LESETEXT:
+++
Allgemeine Empfehlungen

1. Das Bundesverkehrsministerium sollte sich für eine europäische Harmonisierung der Erfassung von Unfalldaten einsetzen. Dazu gehört sowohl national als auch europäisch die Etablierung der Erfassung potenziell lebensbedrohlich Verletzter5 (MAIS3+)6.

2. Zur Erhöhung der Verkehrssicherheit und der Leichtigkeit des Verkehrs sollte die Erkennung von Fahrradfahrenden durch die Vernetzung der Verkehrsteilnehmenden untereinander und mit der Verkehrsinfrastruktur mittels Vehicle-to-X7-Technologie gefördert und vorangetrieben werden. Die Industrieinitiative „Coalition for Cyclist Safety“ mit mehreren Vertretern der deutschen Industrie sollte aktiv unterstützt werden, insbesondere durch Förderung der Umsetzung und Nutzung der Technologie in Deutschland und der EU.

3. Für Fahrräder und Pedelecs (inkl. Lastenräder) sollten Minimalstandards für ABS und CBS8 etabliert werden, um zukünftige gesetzliche Anforderungen an die Wirksamkeit vorzubereiten. Diese Standards sollten innerhalb der nächsten 3 Jahre vorliegen. Als Diskussionsbasis können die für ABS und CBS gültigen Anforderungen der UN-Regelung Nr. 78 herangezogen werden.

4. Für alle Verkehrsteilnehmenden (zu Fuß Gehende, Radfahrende, Motorradfahrende, Pkw, Lkw, Transporter) sollten Verkehrsdaten über die Nutzung der Verkehrsmittel nach Straßentypen erhoben werden. Die so erhobenen Daten sollten an die Europäische Kommission übermittelt werden, um die Erreichung der im „EU Road Safety Policy Framework 2021 – 2030“ enthaltenen Leistungsindikatoren (KPIs) überprüfen zu können.9

5. Um die Sicherheit von Lastenrädern, Pedelecs und S-Pedelecs mit hohen Radlasten bis zu 150 kg zu erhöhen, sollten über alle Reifenhersteller vergleichbare Angaben des Lastindex sowie einheitliche Prüfverfahren zur Ermittlung für alle entsprechenden Reifen im DIN-Ausschuss NA 045-01-05 AA (Zweiradreifen, -Felgen und -Ventile) sowie sinnvollerweise in den Gremien der ETRTO, ISO und/oder UNECE entwickelt und durch die Industrie eingeführt werden. Darüber hinaus sollten die Form und der Umfang der Angabe des Lastindex auf dem Fahrradreifen einheitlich festgelegt sein.
+++
DATENSÄTZE:

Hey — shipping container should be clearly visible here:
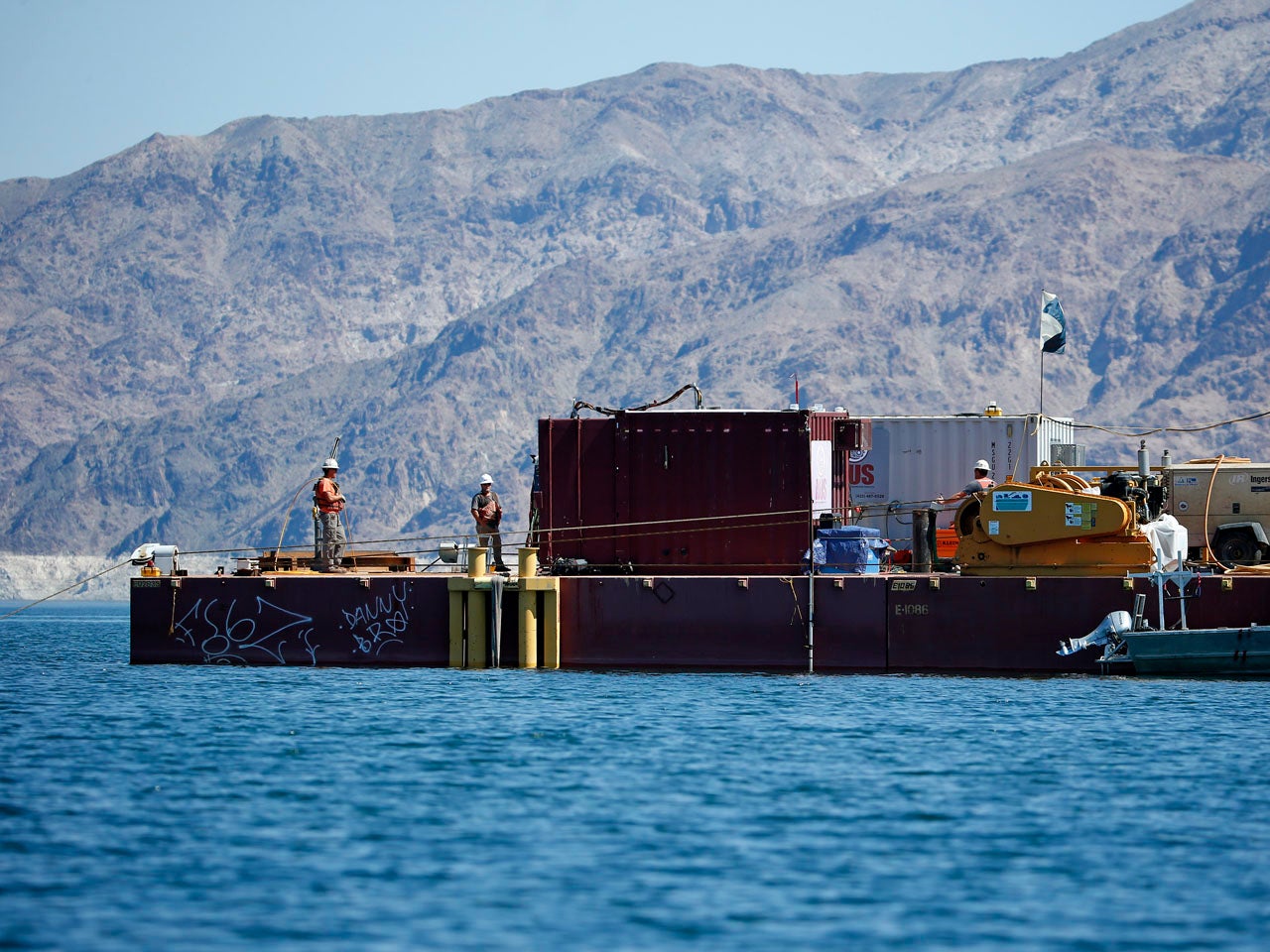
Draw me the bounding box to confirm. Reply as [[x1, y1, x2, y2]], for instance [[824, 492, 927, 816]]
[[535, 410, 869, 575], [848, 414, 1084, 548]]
+++
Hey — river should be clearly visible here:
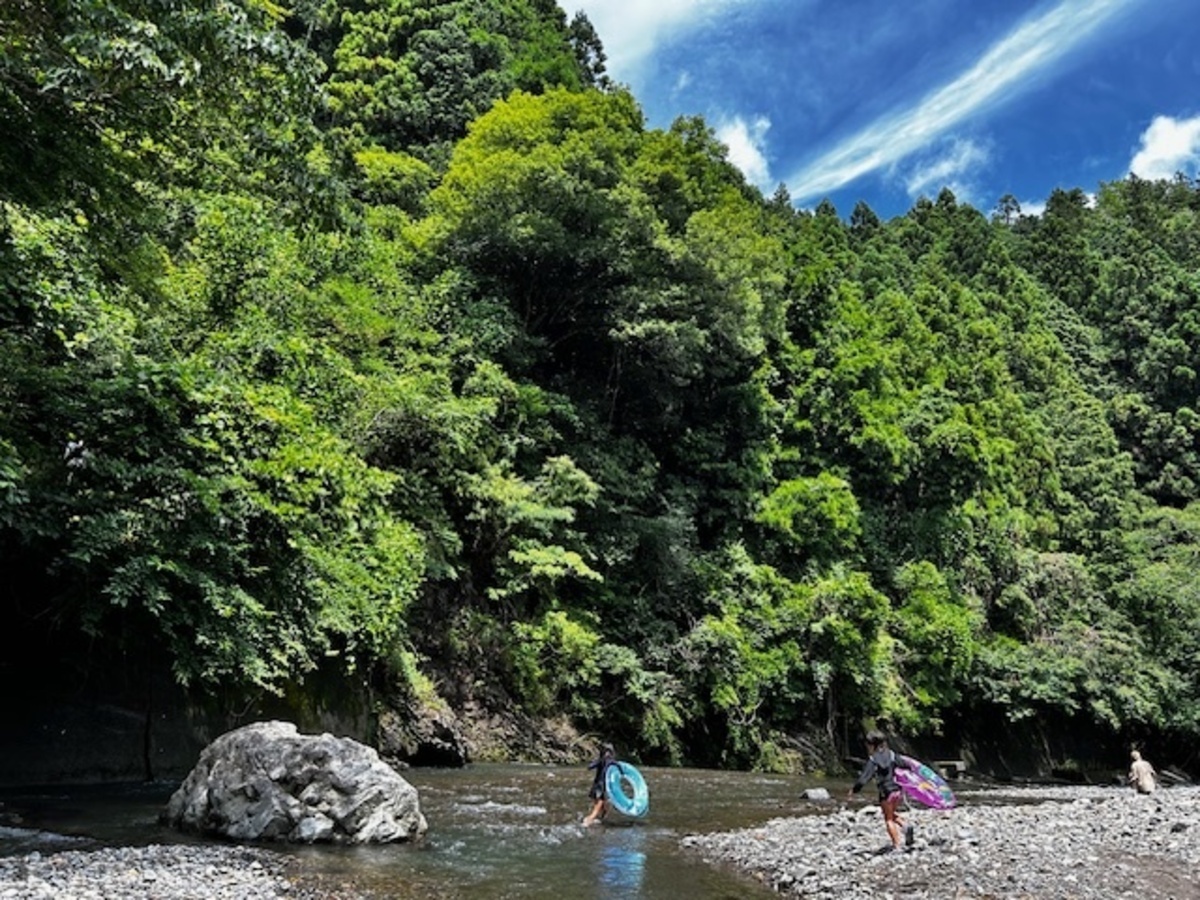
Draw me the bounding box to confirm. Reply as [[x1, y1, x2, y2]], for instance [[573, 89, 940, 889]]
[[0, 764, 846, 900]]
+++
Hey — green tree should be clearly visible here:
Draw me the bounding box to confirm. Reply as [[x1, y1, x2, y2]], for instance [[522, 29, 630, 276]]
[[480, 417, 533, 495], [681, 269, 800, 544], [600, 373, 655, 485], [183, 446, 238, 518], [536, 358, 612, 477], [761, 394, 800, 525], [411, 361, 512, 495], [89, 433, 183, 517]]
+++
AUFGABEN:
• A. Bis wann sollen laut dem Lesetext die Minimalstandards für ABS und CBS bei Fahrrädern und Pedelecs vorliegen?
• B. Gib den Abschnitt aus dem Lesetext wortgetreu wieder, beginnend bei „Allgemeine Empfehlungen“ und endend bei „lebensbedrohlich Verletzter5 (MAIS3+)6.“.
Die Datensätze stehen für sich und haben mit dem Lesetext nichts zu tun.

ANTWORTEN:
• A. Innerhalb der nächsten 3 Jahre.

• B.
Allgemeine Empfehlungen

1. Das Bundesverkehrsministerium sollte sich für eine europäische Harmonisierung der Erfassung von Unfalldaten einsetzen. Dazu gehört sowohl national als auch europäisch die Etablierung der Erfassung potenziell lebensbedrohlich Verletzter5 (MAIS3+)6.